### [Action item]
Restate word for word the lines of the material below, from the line with "Each <instance> block can" to the line with "positive clicks: (453, 239)", both lines included, and no others.

### [Given data]
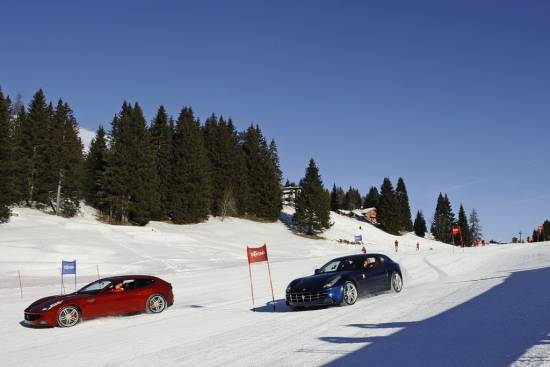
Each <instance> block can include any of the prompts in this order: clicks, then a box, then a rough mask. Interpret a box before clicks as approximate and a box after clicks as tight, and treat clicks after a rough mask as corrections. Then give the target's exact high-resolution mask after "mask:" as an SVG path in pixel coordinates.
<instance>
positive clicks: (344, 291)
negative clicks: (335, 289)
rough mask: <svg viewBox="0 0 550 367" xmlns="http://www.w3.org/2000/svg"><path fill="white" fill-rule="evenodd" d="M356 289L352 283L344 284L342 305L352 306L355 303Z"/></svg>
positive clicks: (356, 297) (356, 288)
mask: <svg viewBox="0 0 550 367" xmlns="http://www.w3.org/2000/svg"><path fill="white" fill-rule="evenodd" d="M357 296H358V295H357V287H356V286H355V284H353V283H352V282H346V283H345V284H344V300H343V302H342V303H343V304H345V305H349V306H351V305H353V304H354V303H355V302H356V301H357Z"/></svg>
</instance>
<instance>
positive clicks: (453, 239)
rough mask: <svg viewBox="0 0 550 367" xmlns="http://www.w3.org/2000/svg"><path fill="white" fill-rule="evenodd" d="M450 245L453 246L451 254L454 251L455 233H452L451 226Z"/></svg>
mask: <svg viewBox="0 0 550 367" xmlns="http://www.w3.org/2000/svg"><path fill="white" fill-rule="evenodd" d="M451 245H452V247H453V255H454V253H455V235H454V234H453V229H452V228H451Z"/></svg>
* * *
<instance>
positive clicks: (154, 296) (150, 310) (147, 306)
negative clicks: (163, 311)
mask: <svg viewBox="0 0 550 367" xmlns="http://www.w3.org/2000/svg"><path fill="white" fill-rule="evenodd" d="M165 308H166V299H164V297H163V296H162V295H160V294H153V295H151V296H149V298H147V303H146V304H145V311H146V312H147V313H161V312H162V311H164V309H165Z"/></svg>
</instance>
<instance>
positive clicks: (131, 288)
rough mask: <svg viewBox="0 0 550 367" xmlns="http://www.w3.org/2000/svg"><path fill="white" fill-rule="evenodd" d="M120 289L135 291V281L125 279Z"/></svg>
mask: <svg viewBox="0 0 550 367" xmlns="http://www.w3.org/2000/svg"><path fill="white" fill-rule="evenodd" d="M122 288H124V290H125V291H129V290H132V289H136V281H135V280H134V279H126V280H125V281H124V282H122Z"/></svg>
---
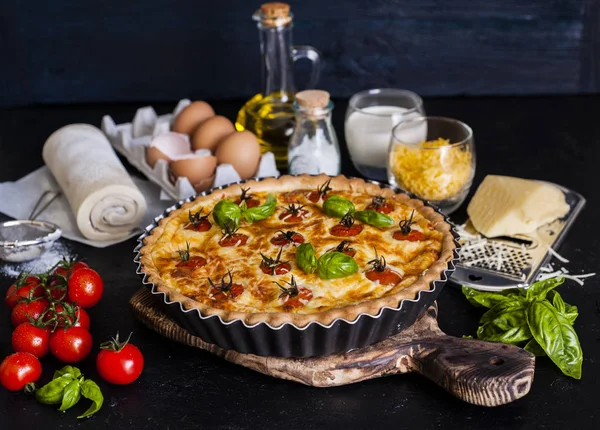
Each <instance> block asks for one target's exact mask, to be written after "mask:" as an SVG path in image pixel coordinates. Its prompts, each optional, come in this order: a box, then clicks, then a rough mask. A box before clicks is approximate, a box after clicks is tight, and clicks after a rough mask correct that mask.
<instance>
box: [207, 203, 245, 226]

### [Response area]
Each <instance> block can include any of the prompts in this order: clicks, then a box, then a rough mask. Interpret a box before clicks as approximate and a box after clicks as tight, and treat clicks after a rough mask as corrections. Then give the target's exact high-resolution mask after "mask:" as an SVG path in pixel coordinates.
<instance>
positive clicks: (344, 291)
negative clicks: (335, 289)
rough mask: <svg viewBox="0 0 550 367" xmlns="http://www.w3.org/2000/svg"><path fill="white" fill-rule="evenodd" d="M356 289L352 283L344 284L342 305L352 306L355 303Z"/></svg>
positive clicks: (356, 297) (356, 288)
mask: <svg viewBox="0 0 550 367" xmlns="http://www.w3.org/2000/svg"><path fill="white" fill-rule="evenodd" d="M357 296H358V295H357V287H356V286H355V284H353V283H352V282H346V283H345V284H344V300H343V302H342V303H343V304H345V305H349V306H351V305H353V304H354V303H355V302H356V301H357Z"/></svg>
</instance>
<instance>
positive clicks: (453, 239)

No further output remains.